**GOAL**
Put every line of the listing below, from the one containing "like point(18, 1)." down to the end of the listing, into a numbered list, leaving out blank lines.
☆ ☆ ☆ ☆
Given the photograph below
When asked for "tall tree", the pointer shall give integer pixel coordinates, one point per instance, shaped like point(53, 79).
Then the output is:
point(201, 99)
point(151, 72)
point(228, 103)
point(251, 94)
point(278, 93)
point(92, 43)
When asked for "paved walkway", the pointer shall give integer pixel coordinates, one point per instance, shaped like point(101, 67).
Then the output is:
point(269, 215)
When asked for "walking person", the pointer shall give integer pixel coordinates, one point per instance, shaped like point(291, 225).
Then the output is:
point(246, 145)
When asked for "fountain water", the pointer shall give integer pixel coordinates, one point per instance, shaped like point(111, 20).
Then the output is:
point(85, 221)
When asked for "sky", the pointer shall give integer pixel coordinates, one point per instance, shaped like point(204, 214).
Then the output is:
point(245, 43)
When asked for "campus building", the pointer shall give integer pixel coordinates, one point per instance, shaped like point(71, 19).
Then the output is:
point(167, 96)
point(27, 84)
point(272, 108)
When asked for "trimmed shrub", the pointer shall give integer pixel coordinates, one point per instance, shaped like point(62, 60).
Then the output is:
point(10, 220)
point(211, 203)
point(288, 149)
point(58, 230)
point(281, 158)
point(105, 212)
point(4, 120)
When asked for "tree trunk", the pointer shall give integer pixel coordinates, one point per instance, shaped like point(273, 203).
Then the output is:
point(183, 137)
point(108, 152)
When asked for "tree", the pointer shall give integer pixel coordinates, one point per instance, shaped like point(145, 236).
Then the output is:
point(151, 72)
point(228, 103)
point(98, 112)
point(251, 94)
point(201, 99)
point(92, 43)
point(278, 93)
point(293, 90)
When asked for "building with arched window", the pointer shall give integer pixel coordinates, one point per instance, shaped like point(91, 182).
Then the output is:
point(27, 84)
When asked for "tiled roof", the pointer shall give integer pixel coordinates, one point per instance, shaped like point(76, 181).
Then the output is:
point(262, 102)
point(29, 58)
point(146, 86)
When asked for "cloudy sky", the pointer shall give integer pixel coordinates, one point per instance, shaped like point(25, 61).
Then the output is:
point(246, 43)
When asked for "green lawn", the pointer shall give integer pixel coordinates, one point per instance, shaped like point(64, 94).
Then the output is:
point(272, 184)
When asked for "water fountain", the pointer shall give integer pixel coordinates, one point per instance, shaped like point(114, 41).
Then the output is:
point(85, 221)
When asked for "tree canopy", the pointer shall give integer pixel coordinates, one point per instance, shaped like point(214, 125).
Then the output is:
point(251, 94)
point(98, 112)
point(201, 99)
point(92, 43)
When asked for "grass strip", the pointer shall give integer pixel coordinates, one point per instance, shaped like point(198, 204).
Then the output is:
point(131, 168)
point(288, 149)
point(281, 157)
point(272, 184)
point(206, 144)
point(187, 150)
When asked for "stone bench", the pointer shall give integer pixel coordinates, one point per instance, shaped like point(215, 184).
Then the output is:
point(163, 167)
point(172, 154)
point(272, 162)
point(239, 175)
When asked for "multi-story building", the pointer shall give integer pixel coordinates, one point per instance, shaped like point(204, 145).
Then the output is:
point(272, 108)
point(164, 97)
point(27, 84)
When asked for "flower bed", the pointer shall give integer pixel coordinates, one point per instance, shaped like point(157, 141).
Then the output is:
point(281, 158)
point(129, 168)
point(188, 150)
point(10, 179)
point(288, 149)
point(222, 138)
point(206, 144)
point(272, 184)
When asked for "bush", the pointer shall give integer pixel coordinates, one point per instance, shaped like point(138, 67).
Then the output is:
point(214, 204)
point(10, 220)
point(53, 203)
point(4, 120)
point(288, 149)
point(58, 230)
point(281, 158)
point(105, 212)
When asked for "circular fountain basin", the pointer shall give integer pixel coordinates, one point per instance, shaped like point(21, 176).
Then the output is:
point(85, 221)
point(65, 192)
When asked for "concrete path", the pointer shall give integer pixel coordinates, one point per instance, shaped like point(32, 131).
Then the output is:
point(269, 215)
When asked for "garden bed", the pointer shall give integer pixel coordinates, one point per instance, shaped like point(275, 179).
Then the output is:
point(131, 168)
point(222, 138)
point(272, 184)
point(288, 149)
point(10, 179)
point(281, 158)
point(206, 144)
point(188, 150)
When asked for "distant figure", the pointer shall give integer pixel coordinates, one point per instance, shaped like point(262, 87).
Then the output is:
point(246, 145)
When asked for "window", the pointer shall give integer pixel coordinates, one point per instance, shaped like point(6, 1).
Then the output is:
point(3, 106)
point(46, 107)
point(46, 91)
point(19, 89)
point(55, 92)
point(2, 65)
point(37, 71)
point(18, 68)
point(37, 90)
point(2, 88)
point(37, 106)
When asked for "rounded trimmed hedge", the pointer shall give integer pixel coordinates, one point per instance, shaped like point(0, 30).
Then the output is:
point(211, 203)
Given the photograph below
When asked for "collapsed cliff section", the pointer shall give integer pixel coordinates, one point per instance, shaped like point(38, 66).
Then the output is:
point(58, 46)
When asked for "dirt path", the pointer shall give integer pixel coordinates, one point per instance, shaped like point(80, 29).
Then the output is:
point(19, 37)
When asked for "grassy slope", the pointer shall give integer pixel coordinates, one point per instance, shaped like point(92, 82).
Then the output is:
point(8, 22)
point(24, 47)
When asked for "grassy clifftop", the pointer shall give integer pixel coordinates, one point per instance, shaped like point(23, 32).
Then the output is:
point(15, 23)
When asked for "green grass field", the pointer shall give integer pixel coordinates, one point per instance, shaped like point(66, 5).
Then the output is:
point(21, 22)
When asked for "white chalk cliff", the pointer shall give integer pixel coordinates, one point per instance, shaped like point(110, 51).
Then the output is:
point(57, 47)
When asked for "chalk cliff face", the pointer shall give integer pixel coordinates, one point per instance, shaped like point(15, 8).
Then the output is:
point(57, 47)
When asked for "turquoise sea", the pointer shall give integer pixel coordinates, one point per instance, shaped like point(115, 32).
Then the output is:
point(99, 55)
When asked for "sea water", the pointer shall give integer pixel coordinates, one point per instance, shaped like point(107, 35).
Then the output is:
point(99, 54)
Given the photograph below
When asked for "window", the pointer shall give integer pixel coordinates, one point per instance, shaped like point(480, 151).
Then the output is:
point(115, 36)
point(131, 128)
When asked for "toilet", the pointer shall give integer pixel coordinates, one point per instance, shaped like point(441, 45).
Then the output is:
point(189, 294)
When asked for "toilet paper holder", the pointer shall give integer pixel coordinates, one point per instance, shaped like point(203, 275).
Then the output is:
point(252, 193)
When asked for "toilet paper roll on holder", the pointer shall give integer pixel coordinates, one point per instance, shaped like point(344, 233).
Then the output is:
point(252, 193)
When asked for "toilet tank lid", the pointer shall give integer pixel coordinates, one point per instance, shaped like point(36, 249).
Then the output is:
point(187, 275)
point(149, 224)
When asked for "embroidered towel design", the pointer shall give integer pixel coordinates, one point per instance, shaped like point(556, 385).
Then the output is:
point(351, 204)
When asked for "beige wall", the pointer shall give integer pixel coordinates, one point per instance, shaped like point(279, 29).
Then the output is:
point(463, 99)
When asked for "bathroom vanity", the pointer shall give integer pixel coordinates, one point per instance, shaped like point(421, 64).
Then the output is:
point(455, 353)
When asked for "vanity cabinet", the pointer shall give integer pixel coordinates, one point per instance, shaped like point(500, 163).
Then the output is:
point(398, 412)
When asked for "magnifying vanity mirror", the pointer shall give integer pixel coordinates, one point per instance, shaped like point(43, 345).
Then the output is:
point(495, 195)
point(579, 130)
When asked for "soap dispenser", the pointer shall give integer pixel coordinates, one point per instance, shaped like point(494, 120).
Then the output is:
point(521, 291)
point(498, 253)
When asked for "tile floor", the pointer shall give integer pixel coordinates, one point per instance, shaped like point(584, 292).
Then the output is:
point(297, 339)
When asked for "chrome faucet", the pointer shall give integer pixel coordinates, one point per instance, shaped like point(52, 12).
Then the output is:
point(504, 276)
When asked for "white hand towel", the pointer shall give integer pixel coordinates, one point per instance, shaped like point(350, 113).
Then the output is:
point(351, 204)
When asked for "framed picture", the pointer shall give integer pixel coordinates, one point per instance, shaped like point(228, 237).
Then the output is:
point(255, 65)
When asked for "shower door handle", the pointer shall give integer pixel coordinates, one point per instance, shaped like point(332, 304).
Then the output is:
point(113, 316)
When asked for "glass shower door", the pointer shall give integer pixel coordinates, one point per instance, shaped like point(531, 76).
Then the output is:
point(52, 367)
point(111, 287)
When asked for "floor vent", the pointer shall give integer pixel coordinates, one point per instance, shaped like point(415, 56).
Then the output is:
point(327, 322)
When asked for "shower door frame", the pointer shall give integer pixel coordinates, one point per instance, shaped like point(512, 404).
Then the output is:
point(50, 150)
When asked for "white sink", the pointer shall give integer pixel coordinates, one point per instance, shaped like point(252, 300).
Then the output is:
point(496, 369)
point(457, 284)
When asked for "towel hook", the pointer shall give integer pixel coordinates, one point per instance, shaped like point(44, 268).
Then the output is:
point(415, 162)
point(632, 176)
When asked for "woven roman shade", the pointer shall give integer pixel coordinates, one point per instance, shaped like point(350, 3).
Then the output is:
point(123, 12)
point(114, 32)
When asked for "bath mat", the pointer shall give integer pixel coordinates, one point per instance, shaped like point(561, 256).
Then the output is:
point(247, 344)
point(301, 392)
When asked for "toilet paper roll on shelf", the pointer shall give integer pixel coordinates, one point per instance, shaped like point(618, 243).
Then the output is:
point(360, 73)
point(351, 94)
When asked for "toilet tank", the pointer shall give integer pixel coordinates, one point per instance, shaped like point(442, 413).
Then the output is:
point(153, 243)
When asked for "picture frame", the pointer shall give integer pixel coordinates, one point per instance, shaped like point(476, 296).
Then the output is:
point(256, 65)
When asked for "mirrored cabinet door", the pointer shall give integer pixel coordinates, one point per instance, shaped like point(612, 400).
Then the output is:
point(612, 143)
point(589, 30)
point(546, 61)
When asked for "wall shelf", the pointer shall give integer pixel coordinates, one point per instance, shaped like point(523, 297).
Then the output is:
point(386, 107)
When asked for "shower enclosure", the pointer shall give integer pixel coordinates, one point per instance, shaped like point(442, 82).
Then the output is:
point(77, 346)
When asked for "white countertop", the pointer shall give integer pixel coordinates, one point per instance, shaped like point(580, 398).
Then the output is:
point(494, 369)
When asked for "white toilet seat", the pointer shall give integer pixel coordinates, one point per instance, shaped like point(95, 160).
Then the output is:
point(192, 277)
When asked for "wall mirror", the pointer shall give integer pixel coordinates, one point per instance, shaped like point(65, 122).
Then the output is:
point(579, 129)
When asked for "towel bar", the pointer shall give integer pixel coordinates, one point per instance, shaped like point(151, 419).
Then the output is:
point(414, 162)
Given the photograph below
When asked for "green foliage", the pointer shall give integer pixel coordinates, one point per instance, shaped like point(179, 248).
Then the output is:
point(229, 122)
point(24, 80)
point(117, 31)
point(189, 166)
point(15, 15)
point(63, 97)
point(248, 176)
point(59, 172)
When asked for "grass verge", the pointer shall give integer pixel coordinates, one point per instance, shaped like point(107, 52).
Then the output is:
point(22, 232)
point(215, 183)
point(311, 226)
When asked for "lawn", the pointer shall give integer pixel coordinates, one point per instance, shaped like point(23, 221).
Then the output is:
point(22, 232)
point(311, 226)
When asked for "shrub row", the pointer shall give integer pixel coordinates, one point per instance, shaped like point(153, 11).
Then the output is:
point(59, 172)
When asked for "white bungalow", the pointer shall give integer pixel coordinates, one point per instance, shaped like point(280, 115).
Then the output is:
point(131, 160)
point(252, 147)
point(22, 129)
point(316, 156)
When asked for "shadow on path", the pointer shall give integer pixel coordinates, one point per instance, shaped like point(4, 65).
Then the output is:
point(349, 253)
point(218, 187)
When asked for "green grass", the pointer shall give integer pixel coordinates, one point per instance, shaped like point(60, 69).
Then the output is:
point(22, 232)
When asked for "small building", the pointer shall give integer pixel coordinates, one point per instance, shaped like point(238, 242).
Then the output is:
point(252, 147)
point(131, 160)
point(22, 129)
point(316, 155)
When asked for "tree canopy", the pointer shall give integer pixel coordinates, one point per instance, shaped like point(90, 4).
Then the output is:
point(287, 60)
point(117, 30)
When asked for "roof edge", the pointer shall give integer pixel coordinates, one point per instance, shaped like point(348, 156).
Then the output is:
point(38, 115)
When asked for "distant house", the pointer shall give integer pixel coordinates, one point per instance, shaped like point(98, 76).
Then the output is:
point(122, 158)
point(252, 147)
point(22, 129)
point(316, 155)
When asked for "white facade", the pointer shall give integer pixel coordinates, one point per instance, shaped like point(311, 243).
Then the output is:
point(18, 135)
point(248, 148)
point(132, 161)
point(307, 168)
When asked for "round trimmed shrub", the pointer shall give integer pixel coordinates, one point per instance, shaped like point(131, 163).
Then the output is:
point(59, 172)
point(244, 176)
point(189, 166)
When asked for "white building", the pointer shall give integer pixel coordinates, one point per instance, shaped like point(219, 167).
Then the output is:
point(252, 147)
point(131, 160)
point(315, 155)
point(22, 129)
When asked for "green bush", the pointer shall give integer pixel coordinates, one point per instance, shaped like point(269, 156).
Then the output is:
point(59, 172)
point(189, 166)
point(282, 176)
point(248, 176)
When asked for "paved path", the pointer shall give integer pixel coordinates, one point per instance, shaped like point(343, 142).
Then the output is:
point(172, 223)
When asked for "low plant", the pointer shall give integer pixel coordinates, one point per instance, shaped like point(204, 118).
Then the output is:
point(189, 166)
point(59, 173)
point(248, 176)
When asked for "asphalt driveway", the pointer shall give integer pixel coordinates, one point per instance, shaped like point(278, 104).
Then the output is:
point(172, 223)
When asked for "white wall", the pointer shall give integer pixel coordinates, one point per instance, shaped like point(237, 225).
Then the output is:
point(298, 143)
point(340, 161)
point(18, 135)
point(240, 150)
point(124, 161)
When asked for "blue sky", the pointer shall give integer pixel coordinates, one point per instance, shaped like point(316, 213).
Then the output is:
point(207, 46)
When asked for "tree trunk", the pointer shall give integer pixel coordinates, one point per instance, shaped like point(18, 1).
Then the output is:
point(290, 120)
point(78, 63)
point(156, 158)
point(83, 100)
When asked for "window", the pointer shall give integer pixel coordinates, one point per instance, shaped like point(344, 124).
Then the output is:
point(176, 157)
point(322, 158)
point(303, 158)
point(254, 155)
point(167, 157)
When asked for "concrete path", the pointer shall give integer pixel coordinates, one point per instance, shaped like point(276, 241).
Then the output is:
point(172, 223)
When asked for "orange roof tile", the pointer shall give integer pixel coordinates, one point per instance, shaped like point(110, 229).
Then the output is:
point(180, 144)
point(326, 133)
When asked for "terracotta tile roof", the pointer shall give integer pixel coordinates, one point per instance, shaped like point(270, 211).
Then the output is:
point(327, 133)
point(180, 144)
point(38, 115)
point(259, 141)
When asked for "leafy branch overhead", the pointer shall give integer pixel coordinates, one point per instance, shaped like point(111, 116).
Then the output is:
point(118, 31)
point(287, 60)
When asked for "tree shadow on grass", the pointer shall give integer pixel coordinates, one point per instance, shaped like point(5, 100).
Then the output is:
☆ ☆ ☆ ☆
**WRITTEN SOLUTION**
1. When asked for "tree trunk", the pointer shall give integer pixel coordinates, one point per instance, shaped like point(18, 1).
2. Then the output is:
3. point(290, 120)
4. point(78, 63)
5. point(156, 158)
6. point(83, 100)
7. When asked for "window", the pointer shall give integer pixel coordinates, one point per instance, shaped like point(344, 124).
8. Then the output is:
9. point(176, 157)
10. point(322, 158)
11. point(303, 158)
12. point(254, 155)
13. point(167, 157)
14. When asked for "concrete path", the pointer shall give integer pixel coordinates, one point per instance, shaped like point(276, 241).
15. Then the output is:
16. point(172, 223)
17. When asked for "orange roof tile", the pointer shall give integer pixel coordinates, one point per instance, shaped like point(110, 229).
18. Then the output is:
19. point(180, 144)
20. point(326, 133)
21. When asked for "terracotta tile roof", the pointer shall give integer pixel coordinates, one point per instance, shaped like point(270, 211).
22. Then the output is:
23. point(327, 133)
24. point(180, 144)
25. point(38, 115)
26. point(259, 141)
27. When asked for "leafy branch overhead", the pointer shall give integer pixel coordinates, one point per instance, shaped like point(111, 116).
28. Then the output is:
29. point(118, 31)
30. point(287, 60)
31. When asked for "tree shadow on grass", the pointer shall give integer pixel coordinates, one point per instance, shaped like point(5, 100).
32. Then the output is:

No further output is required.